#### Work to be completed
Convert the entries, starting at their first line and ending at the line that contains "[209,121,223,131]", into a Markdown table with the columns Row and Line text, leaving out blank lines.

#### Provided material
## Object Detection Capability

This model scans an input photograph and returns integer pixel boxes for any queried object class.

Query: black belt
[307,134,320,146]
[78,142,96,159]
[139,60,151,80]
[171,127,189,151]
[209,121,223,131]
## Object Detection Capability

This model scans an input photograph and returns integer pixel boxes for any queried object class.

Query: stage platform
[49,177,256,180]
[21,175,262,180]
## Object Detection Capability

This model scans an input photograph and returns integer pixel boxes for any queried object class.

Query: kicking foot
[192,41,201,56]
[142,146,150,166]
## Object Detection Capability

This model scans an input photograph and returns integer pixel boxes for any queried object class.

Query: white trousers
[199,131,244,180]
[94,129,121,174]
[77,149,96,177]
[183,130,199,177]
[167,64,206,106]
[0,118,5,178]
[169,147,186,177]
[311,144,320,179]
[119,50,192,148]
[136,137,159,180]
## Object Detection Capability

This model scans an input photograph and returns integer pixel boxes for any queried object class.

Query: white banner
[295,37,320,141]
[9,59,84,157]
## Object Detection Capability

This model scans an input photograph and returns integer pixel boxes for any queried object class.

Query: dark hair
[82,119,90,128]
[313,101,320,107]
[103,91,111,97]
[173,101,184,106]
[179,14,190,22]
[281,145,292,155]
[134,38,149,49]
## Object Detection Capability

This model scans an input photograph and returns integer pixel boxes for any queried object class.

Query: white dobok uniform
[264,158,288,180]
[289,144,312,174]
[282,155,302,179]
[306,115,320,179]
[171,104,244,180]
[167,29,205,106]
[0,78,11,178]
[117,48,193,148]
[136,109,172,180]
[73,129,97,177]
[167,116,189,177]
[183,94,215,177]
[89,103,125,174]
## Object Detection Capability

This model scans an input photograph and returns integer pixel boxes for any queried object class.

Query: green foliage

#### Response to this task
| Row | Line text |
|---|---|
| 1 | ## Object Detection Capability |
| 2 | This model scans an input photograph and returns integer pixel boxes for any queried object class. |
| 3 | Query: black belt |
| 4 | [307,134,320,146] |
| 5 | [78,142,96,159] |
| 6 | [139,60,151,80] |
| 7 | [171,127,189,151] |
| 8 | [209,121,223,131] |